-- BEGIN --
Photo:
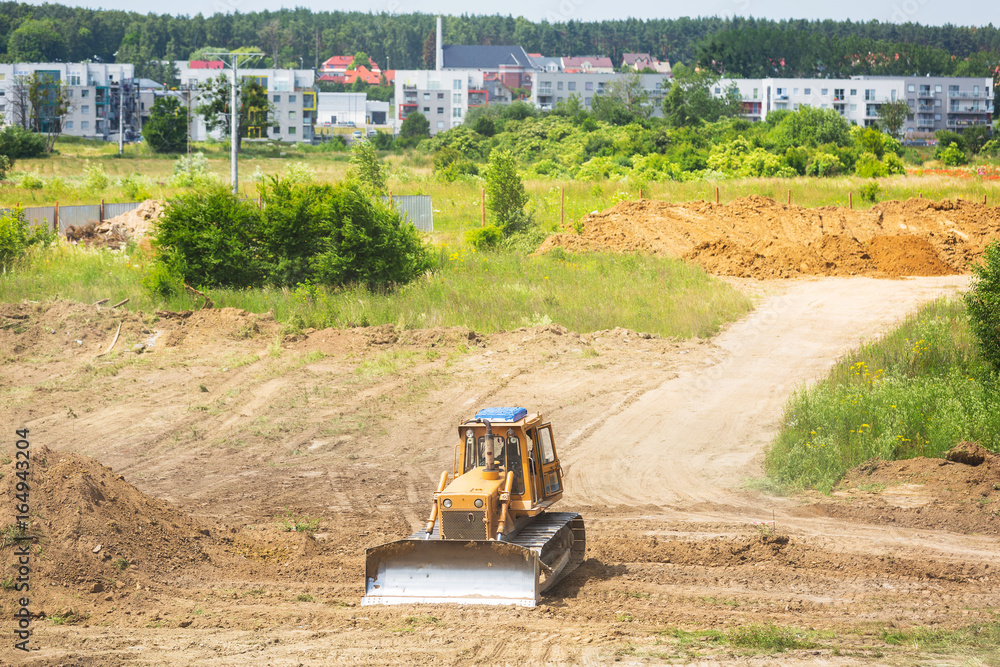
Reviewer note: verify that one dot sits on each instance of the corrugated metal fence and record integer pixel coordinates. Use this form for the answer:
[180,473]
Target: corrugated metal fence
[417,209]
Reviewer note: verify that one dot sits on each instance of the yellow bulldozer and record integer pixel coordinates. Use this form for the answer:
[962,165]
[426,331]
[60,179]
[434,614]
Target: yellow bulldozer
[490,538]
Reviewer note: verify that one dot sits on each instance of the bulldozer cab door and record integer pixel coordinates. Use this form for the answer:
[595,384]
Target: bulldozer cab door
[550,473]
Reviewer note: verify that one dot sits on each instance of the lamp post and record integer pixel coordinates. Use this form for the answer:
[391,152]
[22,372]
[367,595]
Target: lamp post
[234,63]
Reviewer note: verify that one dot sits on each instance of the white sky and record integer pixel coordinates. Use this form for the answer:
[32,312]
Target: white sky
[927,12]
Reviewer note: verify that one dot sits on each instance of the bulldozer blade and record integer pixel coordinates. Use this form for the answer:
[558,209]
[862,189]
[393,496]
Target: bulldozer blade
[446,571]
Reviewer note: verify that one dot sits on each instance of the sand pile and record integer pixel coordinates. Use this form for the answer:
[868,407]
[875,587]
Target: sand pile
[757,237]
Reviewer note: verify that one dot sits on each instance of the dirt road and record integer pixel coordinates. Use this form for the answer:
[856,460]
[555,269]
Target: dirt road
[222,433]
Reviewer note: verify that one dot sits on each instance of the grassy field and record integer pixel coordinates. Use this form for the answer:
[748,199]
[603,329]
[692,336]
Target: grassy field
[916,392]
[484,292]
[458,205]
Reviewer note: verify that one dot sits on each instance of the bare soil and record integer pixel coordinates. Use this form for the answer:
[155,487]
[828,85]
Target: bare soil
[757,237]
[188,452]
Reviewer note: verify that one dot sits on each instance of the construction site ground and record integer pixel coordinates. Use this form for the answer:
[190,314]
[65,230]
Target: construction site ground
[187,452]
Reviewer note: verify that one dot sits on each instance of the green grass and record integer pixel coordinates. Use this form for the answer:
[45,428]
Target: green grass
[484,292]
[916,392]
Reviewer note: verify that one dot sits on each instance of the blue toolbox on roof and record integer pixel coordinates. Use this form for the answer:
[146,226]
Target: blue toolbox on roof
[502,414]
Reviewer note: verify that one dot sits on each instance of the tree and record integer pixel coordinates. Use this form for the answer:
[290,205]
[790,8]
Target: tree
[891,116]
[49,99]
[36,42]
[505,194]
[367,168]
[166,129]
[254,108]
[983,304]
[690,101]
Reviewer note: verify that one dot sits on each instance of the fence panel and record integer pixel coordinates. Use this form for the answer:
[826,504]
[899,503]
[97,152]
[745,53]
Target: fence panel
[39,215]
[114,210]
[78,216]
[417,209]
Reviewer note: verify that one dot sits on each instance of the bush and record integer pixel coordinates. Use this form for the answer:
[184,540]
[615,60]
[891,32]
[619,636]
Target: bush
[485,238]
[983,304]
[870,190]
[505,194]
[30,180]
[17,236]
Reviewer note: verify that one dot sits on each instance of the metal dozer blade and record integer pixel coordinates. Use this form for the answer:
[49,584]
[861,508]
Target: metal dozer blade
[444,571]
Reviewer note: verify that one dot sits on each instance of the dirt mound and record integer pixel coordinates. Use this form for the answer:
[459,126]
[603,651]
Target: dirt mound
[116,232]
[756,237]
[960,493]
[94,527]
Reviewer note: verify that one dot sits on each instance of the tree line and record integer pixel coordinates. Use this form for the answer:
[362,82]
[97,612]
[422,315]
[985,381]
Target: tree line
[744,47]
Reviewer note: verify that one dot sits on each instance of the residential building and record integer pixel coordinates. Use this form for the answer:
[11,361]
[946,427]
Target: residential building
[588,65]
[98,94]
[936,103]
[553,87]
[291,93]
[643,61]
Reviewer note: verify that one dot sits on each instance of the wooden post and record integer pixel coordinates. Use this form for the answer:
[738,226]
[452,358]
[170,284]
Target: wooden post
[562,207]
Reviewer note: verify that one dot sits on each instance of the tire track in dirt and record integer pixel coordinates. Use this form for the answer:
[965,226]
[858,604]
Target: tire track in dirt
[694,439]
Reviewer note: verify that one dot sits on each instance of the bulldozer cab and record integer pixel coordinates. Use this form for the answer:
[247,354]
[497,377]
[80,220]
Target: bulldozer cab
[524,447]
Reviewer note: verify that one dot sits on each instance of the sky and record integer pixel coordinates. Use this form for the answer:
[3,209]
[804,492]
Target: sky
[927,12]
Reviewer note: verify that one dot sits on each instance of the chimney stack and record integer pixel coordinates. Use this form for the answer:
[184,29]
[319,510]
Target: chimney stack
[439,50]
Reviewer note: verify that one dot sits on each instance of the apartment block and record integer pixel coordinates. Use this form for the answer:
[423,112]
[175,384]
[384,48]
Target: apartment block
[936,103]
[291,93]
[99,95]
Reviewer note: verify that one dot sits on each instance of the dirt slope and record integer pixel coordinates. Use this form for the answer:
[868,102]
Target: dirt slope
[217,423]
[760,238]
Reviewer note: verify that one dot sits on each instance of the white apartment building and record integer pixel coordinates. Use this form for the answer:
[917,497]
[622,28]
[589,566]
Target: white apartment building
[936,103]
[291,93]
[97,93]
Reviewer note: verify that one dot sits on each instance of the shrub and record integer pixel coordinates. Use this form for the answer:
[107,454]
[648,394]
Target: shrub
[484,238]
[367,168]
[95,178]
[870,190]
[953,156]
[30,180]
[17,235]
[505,194]
[983,304]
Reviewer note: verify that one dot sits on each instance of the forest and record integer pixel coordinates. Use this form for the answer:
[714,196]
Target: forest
[738,47]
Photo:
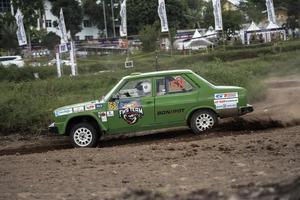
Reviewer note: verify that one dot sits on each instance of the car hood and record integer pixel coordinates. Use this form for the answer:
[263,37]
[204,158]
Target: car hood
[80,107]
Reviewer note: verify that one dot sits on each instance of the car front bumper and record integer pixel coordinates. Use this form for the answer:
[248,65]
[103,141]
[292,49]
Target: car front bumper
[53,129]
[246,109]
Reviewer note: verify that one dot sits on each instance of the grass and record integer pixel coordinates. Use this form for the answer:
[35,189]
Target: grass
[26,105]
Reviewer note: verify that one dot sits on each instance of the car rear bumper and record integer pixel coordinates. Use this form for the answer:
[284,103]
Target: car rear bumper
[53,129]
[246,109]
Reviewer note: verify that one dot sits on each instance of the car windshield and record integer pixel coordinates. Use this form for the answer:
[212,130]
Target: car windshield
[108,95]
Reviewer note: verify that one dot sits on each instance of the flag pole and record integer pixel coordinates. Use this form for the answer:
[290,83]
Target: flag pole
[171,45]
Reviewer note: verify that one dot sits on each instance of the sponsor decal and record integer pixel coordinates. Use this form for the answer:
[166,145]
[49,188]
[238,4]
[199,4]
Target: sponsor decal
[112,106]
[90,107]
[131,111]
[102,116]
[110,113]
[63,112]
[226,103]
[99,105]
[228,95]
[78,109]
[167,112]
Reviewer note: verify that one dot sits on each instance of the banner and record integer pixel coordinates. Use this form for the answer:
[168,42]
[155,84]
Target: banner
[218,15]
[62,27]
[271,11]
[22,39]
[123,26]
[163,16]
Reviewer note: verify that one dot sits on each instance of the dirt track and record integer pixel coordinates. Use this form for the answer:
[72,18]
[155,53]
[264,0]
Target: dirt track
[263,148]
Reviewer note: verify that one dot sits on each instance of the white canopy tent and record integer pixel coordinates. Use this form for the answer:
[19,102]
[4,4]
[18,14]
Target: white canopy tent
[252,29]
[211,33]
[198,42]
[272,30]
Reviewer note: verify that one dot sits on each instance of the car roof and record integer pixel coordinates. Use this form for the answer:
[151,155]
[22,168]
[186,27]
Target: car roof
[10,57]
[158,73]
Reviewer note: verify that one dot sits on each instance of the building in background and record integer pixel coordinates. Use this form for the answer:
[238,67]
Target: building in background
[88,32]
[281,16]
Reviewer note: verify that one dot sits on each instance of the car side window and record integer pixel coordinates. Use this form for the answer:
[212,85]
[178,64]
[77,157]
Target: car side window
[136,88]
[172,85]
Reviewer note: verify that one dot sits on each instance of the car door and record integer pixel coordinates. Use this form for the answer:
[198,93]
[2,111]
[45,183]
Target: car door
[133,110]
[175,96]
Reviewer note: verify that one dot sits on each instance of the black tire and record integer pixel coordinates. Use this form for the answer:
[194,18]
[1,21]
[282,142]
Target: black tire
[203,120]
[84,135]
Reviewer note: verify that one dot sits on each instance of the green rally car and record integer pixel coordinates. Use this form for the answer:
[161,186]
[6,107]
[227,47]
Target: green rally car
[155,100]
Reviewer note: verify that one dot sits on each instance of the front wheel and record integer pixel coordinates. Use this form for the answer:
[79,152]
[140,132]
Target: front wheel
[84,135]
[203,120]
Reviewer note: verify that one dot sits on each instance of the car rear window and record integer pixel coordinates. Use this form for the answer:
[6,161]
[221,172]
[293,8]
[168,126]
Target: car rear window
[171,85]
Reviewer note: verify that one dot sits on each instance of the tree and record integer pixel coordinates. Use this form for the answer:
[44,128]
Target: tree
[293,6]
[8,28]
[232,21]
[144,12]
[31,9]
[252,11]
[73,14]
[194,13]
[51,40]
[95,12]
[149,36]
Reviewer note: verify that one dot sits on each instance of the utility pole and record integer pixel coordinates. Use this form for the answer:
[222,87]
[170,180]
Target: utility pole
[113,17]
[104,15]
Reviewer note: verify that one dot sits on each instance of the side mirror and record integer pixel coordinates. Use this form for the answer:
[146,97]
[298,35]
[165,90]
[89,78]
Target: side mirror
[115,97]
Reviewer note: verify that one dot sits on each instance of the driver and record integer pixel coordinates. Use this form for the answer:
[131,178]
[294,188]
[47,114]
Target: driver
[144,88]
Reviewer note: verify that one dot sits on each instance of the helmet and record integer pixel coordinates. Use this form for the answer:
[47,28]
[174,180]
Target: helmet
[146,87]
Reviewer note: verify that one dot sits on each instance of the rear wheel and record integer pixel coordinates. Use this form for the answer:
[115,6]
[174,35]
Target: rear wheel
[203,120]
[84,135]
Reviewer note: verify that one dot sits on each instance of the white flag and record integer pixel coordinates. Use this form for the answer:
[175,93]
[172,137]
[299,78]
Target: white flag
[218,15]
[62,27]
[163,16]
[271,11]
[22,39]
[123,27]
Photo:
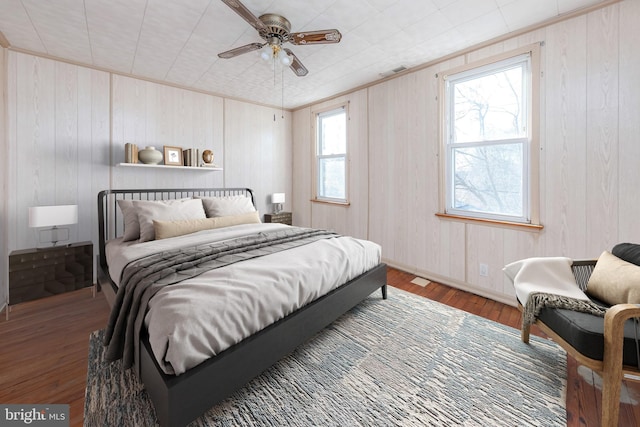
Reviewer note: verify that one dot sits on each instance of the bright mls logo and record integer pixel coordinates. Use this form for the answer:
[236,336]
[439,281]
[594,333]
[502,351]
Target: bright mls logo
[36,415]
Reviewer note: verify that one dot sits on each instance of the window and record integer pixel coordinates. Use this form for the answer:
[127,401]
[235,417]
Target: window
[331,155]
[488,141]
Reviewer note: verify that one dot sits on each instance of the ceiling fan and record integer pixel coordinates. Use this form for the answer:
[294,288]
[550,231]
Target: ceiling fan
[275,30]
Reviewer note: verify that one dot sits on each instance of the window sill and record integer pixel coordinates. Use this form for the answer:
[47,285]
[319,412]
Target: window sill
[328,202]
[490,222]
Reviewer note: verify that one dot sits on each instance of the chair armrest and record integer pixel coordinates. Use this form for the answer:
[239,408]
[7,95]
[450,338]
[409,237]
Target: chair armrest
[614,321]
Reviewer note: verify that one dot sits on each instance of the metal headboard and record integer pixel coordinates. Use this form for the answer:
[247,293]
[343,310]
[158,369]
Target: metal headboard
[110,224]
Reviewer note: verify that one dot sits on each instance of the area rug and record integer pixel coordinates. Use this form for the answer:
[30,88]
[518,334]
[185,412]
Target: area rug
[404,361]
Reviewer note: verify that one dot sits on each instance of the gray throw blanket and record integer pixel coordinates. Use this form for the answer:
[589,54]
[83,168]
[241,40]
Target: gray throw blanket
[539,300]
[143,278]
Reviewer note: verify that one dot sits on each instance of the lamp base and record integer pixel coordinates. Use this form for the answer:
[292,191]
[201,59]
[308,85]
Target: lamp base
[53,235]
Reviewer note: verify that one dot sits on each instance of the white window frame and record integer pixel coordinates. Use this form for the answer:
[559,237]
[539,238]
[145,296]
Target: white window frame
[317,115]
[530,142]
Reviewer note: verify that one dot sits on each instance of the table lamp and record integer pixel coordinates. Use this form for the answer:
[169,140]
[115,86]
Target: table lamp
[277,199]
[52,217]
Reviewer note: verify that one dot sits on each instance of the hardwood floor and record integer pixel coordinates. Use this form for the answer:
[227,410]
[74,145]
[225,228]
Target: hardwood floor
[45,346]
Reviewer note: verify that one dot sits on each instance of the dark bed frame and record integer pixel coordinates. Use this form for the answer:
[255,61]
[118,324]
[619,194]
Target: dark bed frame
[180,399]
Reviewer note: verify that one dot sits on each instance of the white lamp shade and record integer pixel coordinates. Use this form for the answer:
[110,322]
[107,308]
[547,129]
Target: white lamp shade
[49,216]
[277,198]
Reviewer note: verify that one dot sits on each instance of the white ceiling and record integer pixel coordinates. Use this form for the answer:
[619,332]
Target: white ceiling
[178,40]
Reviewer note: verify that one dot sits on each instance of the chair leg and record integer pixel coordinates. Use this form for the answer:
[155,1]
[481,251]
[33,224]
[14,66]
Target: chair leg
[611,385]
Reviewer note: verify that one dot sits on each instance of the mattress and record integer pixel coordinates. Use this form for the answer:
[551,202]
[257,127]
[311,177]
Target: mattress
[193,320]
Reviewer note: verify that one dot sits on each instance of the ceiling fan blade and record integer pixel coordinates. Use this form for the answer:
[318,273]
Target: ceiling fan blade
[315,37]
[296,66]
[240,50]
[245,14]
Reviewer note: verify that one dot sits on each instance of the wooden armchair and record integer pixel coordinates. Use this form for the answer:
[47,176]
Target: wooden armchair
[607,346]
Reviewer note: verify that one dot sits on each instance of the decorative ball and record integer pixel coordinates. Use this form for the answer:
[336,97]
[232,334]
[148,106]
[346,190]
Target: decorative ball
[150,156]
[207,156]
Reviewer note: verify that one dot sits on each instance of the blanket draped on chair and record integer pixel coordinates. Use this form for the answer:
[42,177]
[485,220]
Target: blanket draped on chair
[539,300]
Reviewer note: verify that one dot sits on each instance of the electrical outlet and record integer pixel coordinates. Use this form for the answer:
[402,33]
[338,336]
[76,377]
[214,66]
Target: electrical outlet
[484,269]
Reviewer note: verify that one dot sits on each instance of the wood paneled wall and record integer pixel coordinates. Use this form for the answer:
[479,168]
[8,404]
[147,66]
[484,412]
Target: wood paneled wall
[258,151]
[590,104]
[4,165]
[66,130]
[151,114]
[58,124]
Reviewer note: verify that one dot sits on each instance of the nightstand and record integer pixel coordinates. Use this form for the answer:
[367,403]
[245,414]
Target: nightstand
[282,218]
[42,272]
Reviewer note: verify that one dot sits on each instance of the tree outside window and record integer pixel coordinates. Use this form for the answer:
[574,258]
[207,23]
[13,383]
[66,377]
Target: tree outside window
[488,141]
[331,155]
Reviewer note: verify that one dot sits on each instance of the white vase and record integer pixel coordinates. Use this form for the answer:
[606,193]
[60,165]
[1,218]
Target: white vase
[150,156]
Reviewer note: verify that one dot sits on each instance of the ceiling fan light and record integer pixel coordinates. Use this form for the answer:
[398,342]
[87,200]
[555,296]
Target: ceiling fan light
[266,53]
[285,59]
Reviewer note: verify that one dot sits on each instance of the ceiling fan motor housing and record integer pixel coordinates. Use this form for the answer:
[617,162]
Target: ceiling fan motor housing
[277,27]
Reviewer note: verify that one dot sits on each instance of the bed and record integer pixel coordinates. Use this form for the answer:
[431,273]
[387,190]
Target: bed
[181,391]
-- END --
Work to be completed: The answer consists only of the lines from the one containing "fan light and" to the end of the records, each written out exactly.

Problem solution:
Reviewer note: verify that one dot sits on each instance of the ceiling fan light and record integer pixel coordinates. Use this form for the answer:
[398,342]
[87,200]
[555,296]
Target: ceiling fan light
[266,53]
[285,59]
Reviewer note: verify that one dot sits on each instance of the ceiling fan motor housing and record integer pixel coordinates. Use this form for the answer:
[617,162]
Target: ceiling fan motor housing
[277,27]
Reviewer note: verify that one dot sits on each instance of the bed and record integer pixel coordinates. Use this form for the answer:
[431,273]
[387,190]
Target: bed
[181,391]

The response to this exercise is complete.